All of the material below is to be retyped exactly.

▶ Material to process:
** Start **
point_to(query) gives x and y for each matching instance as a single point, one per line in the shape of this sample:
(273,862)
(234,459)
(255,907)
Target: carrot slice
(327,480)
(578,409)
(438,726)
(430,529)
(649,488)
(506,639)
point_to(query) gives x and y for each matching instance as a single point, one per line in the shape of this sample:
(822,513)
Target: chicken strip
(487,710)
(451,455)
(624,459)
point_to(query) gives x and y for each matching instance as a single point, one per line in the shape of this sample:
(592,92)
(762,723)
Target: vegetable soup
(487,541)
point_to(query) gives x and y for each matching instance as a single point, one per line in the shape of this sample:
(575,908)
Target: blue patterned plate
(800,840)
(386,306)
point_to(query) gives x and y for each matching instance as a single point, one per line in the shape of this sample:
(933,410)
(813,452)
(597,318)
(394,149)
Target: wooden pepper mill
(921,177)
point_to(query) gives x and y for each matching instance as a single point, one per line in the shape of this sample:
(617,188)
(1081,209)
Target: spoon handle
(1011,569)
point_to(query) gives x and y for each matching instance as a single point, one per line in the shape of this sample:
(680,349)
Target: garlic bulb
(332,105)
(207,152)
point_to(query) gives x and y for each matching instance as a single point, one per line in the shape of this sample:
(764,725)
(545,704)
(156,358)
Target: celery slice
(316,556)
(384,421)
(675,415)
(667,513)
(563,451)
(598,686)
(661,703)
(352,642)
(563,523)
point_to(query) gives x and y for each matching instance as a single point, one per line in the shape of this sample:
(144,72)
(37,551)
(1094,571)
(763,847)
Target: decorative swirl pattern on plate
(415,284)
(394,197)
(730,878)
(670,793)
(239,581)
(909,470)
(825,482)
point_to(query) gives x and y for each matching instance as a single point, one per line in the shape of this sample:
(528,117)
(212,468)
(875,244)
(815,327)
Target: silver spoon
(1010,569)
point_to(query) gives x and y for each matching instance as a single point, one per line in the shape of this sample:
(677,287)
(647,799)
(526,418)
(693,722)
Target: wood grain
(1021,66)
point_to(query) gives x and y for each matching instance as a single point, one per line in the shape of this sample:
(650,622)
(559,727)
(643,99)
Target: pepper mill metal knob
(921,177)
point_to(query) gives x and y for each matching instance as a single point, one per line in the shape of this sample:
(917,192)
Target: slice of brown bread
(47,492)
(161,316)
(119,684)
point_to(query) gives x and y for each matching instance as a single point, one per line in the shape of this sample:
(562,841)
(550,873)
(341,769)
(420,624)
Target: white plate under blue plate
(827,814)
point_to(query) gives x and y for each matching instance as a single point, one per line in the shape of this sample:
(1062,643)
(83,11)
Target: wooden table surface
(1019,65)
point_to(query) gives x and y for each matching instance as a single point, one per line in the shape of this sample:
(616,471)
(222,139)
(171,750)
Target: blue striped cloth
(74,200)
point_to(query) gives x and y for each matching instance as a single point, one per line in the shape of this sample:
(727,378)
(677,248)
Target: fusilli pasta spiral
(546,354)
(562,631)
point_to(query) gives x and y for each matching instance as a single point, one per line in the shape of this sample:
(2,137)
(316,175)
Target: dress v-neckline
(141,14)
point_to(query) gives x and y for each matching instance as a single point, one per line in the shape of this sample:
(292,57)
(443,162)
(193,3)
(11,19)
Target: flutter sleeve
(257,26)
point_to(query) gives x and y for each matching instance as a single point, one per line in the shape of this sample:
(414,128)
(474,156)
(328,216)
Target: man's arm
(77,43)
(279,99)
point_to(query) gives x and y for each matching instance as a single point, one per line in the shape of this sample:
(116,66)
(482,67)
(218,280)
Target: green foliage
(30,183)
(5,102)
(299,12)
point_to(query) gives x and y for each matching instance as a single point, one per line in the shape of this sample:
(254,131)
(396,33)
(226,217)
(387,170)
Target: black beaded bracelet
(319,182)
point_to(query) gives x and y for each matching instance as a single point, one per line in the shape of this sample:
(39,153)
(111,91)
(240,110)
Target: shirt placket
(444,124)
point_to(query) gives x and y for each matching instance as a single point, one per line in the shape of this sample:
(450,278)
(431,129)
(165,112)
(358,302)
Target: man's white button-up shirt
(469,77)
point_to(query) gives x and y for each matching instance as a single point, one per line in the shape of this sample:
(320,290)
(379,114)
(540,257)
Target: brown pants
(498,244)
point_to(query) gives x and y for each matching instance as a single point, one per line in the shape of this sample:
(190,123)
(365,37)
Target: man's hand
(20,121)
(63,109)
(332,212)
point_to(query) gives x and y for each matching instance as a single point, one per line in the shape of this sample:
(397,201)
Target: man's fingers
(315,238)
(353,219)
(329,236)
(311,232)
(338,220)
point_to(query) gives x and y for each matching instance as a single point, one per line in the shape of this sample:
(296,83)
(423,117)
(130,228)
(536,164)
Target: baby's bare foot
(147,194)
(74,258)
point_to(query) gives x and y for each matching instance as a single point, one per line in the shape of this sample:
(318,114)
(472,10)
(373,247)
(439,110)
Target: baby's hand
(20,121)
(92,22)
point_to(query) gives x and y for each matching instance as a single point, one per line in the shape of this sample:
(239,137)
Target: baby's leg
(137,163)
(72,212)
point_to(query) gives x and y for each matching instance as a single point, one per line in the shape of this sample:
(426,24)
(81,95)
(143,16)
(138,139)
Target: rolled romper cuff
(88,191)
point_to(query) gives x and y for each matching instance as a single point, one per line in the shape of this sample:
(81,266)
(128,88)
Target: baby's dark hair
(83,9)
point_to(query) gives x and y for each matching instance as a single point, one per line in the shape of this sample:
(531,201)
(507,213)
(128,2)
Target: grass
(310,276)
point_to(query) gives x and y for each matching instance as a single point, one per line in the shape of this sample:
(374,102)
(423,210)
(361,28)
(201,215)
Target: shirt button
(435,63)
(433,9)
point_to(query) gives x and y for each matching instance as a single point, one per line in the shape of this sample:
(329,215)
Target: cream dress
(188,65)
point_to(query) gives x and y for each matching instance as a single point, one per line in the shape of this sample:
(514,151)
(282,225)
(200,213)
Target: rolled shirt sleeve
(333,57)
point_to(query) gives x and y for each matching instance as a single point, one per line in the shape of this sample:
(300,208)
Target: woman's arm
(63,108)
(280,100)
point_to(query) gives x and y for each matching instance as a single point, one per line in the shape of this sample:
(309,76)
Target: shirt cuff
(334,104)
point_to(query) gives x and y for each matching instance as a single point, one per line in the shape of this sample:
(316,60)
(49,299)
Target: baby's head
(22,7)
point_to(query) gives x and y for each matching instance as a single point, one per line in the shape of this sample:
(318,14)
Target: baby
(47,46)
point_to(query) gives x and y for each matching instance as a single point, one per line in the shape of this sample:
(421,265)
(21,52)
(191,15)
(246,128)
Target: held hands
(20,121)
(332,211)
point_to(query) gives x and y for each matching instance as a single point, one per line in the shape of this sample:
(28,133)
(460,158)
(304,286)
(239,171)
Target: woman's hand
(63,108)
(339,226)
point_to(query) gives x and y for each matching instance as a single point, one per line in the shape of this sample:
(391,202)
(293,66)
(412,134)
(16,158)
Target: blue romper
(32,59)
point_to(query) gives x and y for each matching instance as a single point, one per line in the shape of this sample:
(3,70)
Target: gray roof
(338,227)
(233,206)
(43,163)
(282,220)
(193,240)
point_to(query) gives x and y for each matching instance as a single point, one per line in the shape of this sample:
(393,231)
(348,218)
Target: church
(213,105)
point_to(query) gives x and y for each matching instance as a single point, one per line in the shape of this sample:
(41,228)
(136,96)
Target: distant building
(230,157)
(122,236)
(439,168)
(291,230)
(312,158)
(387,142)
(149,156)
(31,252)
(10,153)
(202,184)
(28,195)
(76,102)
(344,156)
** End **
▶ Complete response:
point_to(query) gives x and y for each matching instance as a single point, one per line in the shape of this sample:
(273,862)
(234,459)
(255,907)
Target: carrot slice
(327,480)
(578,409)
(438,726)
(430,529)
(649,488)
(506,639)
point_to(query) gives x and y for each matching instance as a single point, one per line in the shape of this sample:
(822,513)
Target: chicken strip
(487,710)
(451,455)
(624,459)
point_to(query) gives x and y for each matching instance as a single point, one per line in the shape of this sample:
(592,92)
(762,723)
Target: vegetable soup
(487,541)
point_to(query) gives x and y for each matching instance as a single point, one per line in the shape of this sample:
(575,908)
Target: blue patterned plate
(800,840)
(386,306)
point_to(query) gives x and y for each matching instance as a single point, one per line in the shape of this sample:
(933,410)
(813,452)
(597,318)
(394,149)
Target: wooden pepper mill
(921,177)
point_to(query) gives x and y for each matching instance as a single point, one per line in the shape of this sample:
(617,188)
(1081,209)
Target: spoon handle
(1011,569)
point_to(query) gives x and y for each matching instance as a single point, one per line in the shape of this sample:
(680,349)
Target: garlic bulb
(332,105)
(207,152)
point_to(query) gives x and y for each matching instance as a single point, one per line in the shape of this sample:
(764,725)
(545,704)
(156,358)
Target: celery slice
(316,556)
(384,421)
(675,415)
(667,513)
(563,451)
(598,686)
(661,703)
(352,642)
(563,523)
point_to(query) gives x and y for each matching instance as a single point, one per line in the shape of this sample:
(144,72)
(37,551)
(1094,571)
(763,847)
Target: decorative swirl pattern on plate
(415,284)
(394,197)
(730,878)
(670,793)
(239,581)
(909,470)
(825,482)
point_to(query) gives x and y for each matching instance as a single point, one per line in the shape of this sample:
(528,117)
(212,468)
(875,244)
(815,327)
Target: silver spoon
(1010,569)
point_to(query) gives x and y for each matching instance as a single point, one per line in the shape of this sample:
(677,287)
(647,799)
(526,418)
(693,722)
Target: wood grain
(1021,66)
point_to(query) gives x and y for each matching instance as a single point, one per line in the shape of this sample:
(650,622)
(559,727)
(643,99)
Target: pepper mill metal knob
(921,177)
point_to(query) gives x and y for each matching instance as a single point, one per line in the shape of this sample:
(917,192)
Target: slice of brown bread
(47,492)
(161,316)
(119,684)
point_to(query) gives x and y for each matching instance as a single point, one per line in the shape of this sample:
(562,841)
(550,873)
(341,769)
(420,624)
Target: white plate under blue plate
(827,814)
point_to(query) gives x and y for each matching instance as a single point, one per line in the shape of this sample:
(1062,643)
(83,11)
Target: wooden table surface
(1019,65)
point_to(query) gives x and y for each matching instance as a single point, one per line in the shape of this sample:
(616,471)
(222,139)
(171,750)
Target: blue striped cloth
(74,200)
point_to(query) gives x and y for each matching instance as a single point, one per line in the shape of this sample:
(727,378)
(677,248)
Target: fusilli pasta spiral
(546,354)
(562,631)
point_to(query) gives x and y for each matching instance as a single point, one per line in the shape of this sample:
(2,137)
(316,175)
Target: dress v-neckline
(141,14)
point_to(query) gives x and y for each matching instance as a single point, one per line in the shape of this sample:
(292,57)
(443,162)
(193,3)
(11,19)
Target: flutter sleeve
(257,26)
point_to(query) gives x and y for each matching instance as a single point, one per line in the shape of this sample:
(414,128)
(474,156)
(328,216)
Target: man's arm
(77,43)
(279,99)
point_to(query) gives x and y for each matching instance as a single point, one per line in the shape of this sample:
(116,66)
(482,67)
(218,280)
Target: green foliage
(30,183)
(5,102)
(299,12)
point_to(query) gives x and y for each matching instance as a single point, one per line in the shape of this sample:
(254,131)
(396,33)
(226,217)
(387,170)
Target: black beaded bracelet
(319,182)
point_to(query) gives x and y for each matching instance as a single point, one per line in the shape of this sample:
(39,153)
(111,91)
(240,110)
Target: shirt placket
(444,124)
point_to(query) gives x and y for each matching instance as a single point, one per line in the shape of this sample:
(450,278)
(431,129)
(165,112)
(358,302)
Target: man's white button-up shirt
(469,77)
point_to(query) gives x and y for each matching instance as a single point, one per line in the shape of this sample:
(320,290)
(379,114)
(540,257)
Target: brown pants
(498,244)
point_to(query) gives x and y for each matching instance as a single point, one per line in the shape of this sample:
(190,123)
(365,37)
Target: man's hand
(20,121)
(63,109)
(332,212)
point_to(query) gives x and y for each matching instance as a single point, one per line in the shape of this sample:
(397,201)
Target: man's fingers
(315,238)
(353,219)
(329,236)
(311,232)
(338,220)
point_to(query) gives x and y for each matching instance as a single point, one per line in the shape of this sample:
(296,83)
(423,117)
(130,228)
(536,164)
Target: baby's bare foot
(147,194)
(74,258)
point_to(query) gives x and y for each matching instance as a single point, one per line in the shape of this sample:
(318,114)
(472,10)
(373,247)
(439,110)
Target: baby's hand
(20,121)
(92,22)
point_to(query) gives x and y for each matching instance as a single point, one per line in the shape of this sample:
(239,137)
Target: baby's leg
(137,163)
(72,212)
point_to(query) gives x and y for each matching instance as a single point, one per line in the shape of this sample:
(426,24)
(81,95)
(143,16)
(138,139)
Target: rolled romper cuff
(88,191)
point_to(query) gives x and y for each matching instance as a single point, one per line in the shape of this sample:
(81,266)
(128,88)
Target: baby's dark hair
(83,9)
point_to(query) gives x and y for each matching instance as a single point, one per line in the shape of this sample:
(531,201)
(507,213)
(128,2)
Target: grass
(310,276)
point_to(query) gives x and y for each matching instance as a single point, one per line in the shape of this sample:
(374,102)
(423,210)
(361,28)
(201,215)
Target: shirt button
(435,63)
(433,9)
point_to(query) gives x and y for each matching instance as a single point, one per line in the shape of this sample:
(329,215)
Target: cream dress
(188,65)
point_to(query) gives x and y for each matching instance as a single point, one per line in the shape of this sample:
(514,151)
(282,225)
(200,213)
Target: rolled shirt sleeve
(333,57)
point_to(query) gives x and y for each matching instance as a single point, one per line in the shape of this sample:
(300,208)
Target: woman's arm
(63,108)
(280,100)
point_to(query) gives x and y for each matching instance as a single point, one per line in the shape of this sample:
(309,76)
Target: shirt cuff
(334,104)
point_to(query) gives x and y for each matching instance as a single point, one per line in the shape of this sample:
(316,60)
(49,299)
Target: baby's head
(22,7)
point_to(query) gives x and y for each matching instance as a single point, one per line in the shape of this sample:
(318,14)
Target: baby
(47,46)
point_to(query) gives x and y for each matching instance as a single point, one per line in the shape of this sample:
(421,265)
(21,52)
(191,15)
(246,128)
Target: held hands
(20,121)
(332,211)
point_to(query) gives x and y for each matching instance as a single point, one per line in the shape of this sample:
(28,133)
(460,158)
(304,286)
(239,171)
Target: woman's hand
(63,108)
(339,226)
point_to(query) gives x and y for each matching instance as a single point, one per line in the shape of this sample:
(391,202)
(293,66)
(412,134)
(16,158)
Target: blue romper
(32,59)
point_to(query) gives x and y for each matching instance as a single point, one per line in the shape of this sample:
(3,70)
Target: gray roof
(338,227)
(233,206)
(43,163)
(282,220)
(193,240)
point_to(query) gives x and y for each matching instance as a single point, one per line in the shape of this sample:
(393,231)
(348,218)
Target: church
(213,105)
point_to(query) gives x and y for each matching instance as a single point, one per line in the shape of this sample:
(41,228)
(136,96)
Target: distant building
(230,157)
(122,236)
(439,168)
(291,230)
(312,158)
(387,142)
(149,156)
(31,252)
(10,153)
(202,184)
(28,195)
(76,102)
(344,156)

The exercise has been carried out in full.